== CHECK YOUR UNDERSTANDING ==
1. In the piece on Rob Ford below, list each stage of the journey he could make in a matter of hours, in the order given.
2. Render this sentence from the piece on Rob Ford below into Spanish: "Perhaps it’s best to focus on the blessings of the present moment."
3. According to the piece on Rob Ford below, at which two hospitals was he cared for?

== PAGE EXTRACT ==
<<<<

I’m Happy for Rob Ford in His Time of Need

 

 

Benign or malignant? It’s impossible to know just yet. Perhaps it’s best to focus on the blessings of the present moment. Here are several unconflicted ways in which I can be happy for Rob Ford.

I’m really happy for Rob Ford that we live in a city and country with socialized medicine. With no apparent privilege given to his personal wealth and influence, he could journey from a nutritious breakfast to the emergency room to a CT scan to an ambulance to an elite care facility to receive an MRI and biopsy in a matter of hours, without having to worry about how he or his family will pay for it. I’m also relieved that if cancer patients of lesser means somehow got the impression he was jumping the queue, their general belief in Canadian fairness would soothe their concern.

I’m happy that Rob Ford has been cared for by well-trained physicians and support staff at Humber River Regional and Mount Sinai hospitals, some of whom are gay and/or people of colour and/or have real Jamaican accents. I imagine the nurses – many from parts of the world where there are few social services to speak of – are so friendly, they’ll let chums like Don Cherry show up after visiting hours with a double-double and the gift of a flashy tie.

>>>>

== STORED DATA ==

<<<<

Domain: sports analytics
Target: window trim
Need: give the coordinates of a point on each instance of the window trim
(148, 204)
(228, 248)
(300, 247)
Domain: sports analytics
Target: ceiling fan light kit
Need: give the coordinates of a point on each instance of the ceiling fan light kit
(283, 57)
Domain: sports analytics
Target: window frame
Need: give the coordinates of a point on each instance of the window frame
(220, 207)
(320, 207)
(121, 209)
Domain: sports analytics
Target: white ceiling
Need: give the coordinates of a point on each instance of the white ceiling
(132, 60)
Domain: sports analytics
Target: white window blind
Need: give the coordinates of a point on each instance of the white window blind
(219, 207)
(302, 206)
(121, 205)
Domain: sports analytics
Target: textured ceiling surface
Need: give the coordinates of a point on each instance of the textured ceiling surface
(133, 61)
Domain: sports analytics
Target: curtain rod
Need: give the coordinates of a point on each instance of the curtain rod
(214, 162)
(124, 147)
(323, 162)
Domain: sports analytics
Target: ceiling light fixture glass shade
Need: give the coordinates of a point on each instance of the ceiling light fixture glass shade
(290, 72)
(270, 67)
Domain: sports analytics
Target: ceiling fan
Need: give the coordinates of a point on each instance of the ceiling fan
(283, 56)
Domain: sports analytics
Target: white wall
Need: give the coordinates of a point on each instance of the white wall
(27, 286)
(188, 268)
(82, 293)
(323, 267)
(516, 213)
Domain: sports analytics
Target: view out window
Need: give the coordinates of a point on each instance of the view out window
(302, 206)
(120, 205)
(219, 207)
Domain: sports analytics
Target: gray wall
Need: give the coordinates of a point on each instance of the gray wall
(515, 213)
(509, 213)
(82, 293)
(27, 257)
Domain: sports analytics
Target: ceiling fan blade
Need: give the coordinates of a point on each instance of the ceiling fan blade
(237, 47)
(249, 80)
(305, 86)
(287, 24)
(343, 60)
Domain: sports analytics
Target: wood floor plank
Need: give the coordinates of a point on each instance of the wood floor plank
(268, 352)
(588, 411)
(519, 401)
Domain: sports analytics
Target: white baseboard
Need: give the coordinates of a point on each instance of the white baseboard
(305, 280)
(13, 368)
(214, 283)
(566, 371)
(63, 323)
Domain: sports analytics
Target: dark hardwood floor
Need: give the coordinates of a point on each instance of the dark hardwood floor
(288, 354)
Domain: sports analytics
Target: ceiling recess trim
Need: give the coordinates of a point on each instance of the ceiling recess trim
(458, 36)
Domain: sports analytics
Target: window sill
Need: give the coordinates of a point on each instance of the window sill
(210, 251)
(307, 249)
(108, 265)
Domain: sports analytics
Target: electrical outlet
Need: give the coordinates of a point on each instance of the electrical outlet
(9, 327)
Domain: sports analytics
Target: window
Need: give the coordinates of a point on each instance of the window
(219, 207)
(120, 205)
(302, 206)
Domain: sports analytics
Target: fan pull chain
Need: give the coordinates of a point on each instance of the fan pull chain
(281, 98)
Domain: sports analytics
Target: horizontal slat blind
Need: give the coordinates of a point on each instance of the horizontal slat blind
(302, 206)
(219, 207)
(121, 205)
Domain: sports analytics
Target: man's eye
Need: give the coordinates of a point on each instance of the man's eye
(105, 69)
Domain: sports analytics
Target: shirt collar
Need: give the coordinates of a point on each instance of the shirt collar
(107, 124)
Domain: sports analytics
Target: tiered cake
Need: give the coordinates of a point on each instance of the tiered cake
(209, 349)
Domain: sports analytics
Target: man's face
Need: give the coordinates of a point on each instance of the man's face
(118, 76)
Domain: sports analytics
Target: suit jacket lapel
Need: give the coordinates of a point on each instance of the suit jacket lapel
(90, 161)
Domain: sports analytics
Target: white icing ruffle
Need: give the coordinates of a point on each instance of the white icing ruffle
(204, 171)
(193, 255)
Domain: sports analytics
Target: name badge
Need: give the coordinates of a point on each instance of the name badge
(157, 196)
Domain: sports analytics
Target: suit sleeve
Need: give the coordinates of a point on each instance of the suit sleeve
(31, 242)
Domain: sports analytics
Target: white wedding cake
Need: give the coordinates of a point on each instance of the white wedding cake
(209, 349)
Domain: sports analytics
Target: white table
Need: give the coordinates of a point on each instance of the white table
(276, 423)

>>>>

== TASK-BY-TASK OUTPUTS ==
1.
a nutritious breakfast
the emergency room
a CT scan
an ambulance
an elite care facility

2. Quizás lo mejor sea centrarse en las bendiciones del momento presente.

3. Humber River Regional and Mount Sinai.